- [OBJECTIVE]:
Answer these questions from the article on Kyle Carver:
1. What city was Kyle Carver transplanted from?
2. How many Facebook shares does "G Praise" have?
3. Whose praise does Kyle compare "G Praise" to?

The following article is from author Marissa Dick of MykelMedia Company, LLC: http://mykelmedia.com/mog-the-real/
Transplanted from Dayton, Ohio and rooted in Saint James Hampton Homes in Greensboro, NC rapper, singer, and songwriter Kyle Carver, The Real M. O. G., is creating some serious buzz in the Christian music industry.
With his newest release, “G Praise” having well over 349 thousand views and comments and over 2,900 shares on Facebook, Kyle is certainly turning the heads of Christian and secular music listeners alike. With his closed posture, submitted demeanor, and humble smile one would find it difficult to believe that he bellows out inspirational and rhythmical raps to what sounds like hardcore gangsta beats; but this is exactly what he does. According to Kyle, “G Praise is a street praise. It’s a crazy praise like David when he got the ark of the covenant back. It’s that shower praise when you don’t care about what notes you’ve missed or what tune you’re singing in or even if you got all the words right. It just feels good to praise GOD regardless of what other people think.”

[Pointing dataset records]
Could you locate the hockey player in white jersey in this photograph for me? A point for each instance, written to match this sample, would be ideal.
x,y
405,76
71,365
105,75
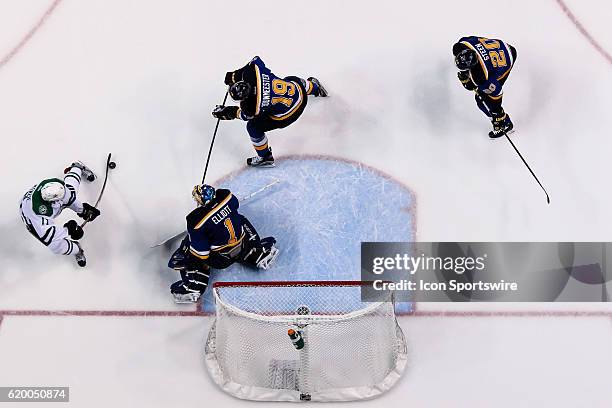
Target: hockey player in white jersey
x,y
47,199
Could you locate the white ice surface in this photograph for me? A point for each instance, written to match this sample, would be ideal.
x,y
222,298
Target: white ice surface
x,y
139,78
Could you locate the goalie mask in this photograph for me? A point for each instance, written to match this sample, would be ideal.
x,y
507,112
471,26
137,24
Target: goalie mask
x,y
203,194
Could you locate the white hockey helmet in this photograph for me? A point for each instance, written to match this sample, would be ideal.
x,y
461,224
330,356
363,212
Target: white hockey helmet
x,y
52,191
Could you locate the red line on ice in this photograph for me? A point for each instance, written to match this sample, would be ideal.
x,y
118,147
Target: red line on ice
x,y
583,31
518,313
103,313
8,57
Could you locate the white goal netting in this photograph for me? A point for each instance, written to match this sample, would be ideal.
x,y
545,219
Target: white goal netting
x,y
344,349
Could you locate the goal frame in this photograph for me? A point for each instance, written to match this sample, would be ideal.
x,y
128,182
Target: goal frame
x,y
271,394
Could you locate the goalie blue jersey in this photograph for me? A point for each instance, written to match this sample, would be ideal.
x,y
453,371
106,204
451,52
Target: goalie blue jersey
x,y
215,227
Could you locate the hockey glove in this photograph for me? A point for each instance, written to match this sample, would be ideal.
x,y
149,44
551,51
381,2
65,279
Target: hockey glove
x,y
89,213
466,81
229,78
74,230
226,112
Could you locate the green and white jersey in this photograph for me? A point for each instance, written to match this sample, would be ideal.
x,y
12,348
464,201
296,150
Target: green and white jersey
x,y
39,215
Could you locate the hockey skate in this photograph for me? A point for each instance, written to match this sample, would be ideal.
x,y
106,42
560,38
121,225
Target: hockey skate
x,y
259,161
322,91
501,127
80,257
85,171
183,295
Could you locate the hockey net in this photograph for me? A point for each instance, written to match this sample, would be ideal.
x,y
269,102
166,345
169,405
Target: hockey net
x,y
351,350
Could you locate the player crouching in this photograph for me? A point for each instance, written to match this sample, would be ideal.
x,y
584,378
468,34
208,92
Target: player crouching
x,y
45,201
484,65
267,102
217,236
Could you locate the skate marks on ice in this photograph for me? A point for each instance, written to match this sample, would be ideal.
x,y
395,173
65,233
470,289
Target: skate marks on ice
x,y
320,212
25,39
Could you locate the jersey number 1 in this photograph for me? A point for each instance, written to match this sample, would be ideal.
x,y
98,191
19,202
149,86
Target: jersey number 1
x,y
230,229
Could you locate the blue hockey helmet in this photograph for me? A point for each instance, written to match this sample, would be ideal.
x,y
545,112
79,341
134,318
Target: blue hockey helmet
x,y
466,59
240,90
203,194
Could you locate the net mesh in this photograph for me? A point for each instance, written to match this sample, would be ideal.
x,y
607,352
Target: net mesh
x,y
351,349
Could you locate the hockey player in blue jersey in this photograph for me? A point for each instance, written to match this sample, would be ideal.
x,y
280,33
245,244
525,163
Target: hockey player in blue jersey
x,y
484,65
267,102
217,236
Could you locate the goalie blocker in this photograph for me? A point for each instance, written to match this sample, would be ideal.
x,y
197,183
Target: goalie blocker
x,y
218,236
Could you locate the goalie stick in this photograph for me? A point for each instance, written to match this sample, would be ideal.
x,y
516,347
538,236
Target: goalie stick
x,y
242,200
109,165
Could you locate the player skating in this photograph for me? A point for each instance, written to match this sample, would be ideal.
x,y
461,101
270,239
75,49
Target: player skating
x,y
217,236
484,65
267,102
46,200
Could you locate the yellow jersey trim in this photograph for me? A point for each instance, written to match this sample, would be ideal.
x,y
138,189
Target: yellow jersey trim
x,y
482,64
233,244
258,76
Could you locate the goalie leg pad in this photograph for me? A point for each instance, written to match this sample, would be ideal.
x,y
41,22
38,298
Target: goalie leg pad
x,y
263,256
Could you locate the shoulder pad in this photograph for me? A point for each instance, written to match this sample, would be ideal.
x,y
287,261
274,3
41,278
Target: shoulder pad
x,y
194,217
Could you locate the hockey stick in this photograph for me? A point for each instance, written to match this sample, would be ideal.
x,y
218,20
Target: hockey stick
x,y
528,168
242,200
109,165
213,140
254,193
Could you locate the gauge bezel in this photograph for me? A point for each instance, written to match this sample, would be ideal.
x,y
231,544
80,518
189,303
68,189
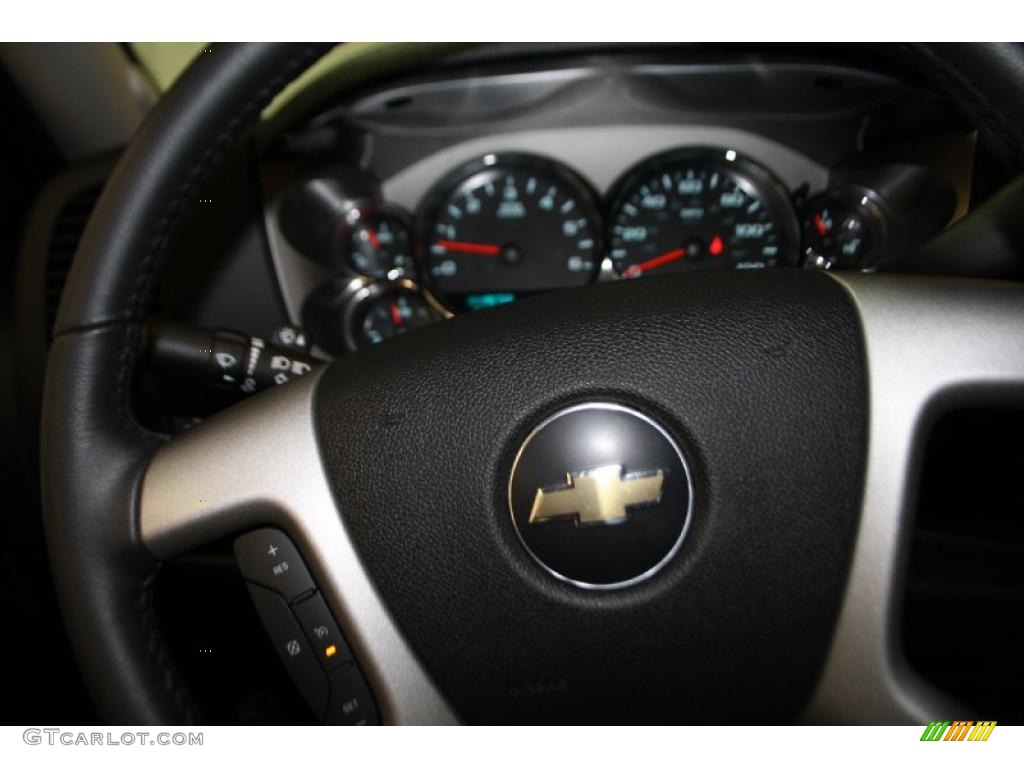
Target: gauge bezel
x,y
583,190
372,291
350,217
775,195
868,206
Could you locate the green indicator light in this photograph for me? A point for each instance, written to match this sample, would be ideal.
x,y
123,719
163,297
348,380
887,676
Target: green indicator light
x,y
485,300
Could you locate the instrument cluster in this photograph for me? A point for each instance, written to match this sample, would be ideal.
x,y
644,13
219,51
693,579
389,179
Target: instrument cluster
x,y
507,225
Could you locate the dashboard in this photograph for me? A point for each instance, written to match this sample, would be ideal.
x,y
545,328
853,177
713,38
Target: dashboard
x,y
470,188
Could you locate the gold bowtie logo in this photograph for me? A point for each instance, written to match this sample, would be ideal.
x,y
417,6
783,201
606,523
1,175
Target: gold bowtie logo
x,y
597,496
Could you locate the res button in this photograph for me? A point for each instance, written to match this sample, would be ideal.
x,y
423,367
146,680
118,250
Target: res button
x,y
267,557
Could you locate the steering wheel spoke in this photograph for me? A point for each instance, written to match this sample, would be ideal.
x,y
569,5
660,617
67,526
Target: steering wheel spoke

- [ANSWER BELOW]:
1. Dayton, Ohio
2. Over 2,900
3. David's, when he got the ark of the covenant back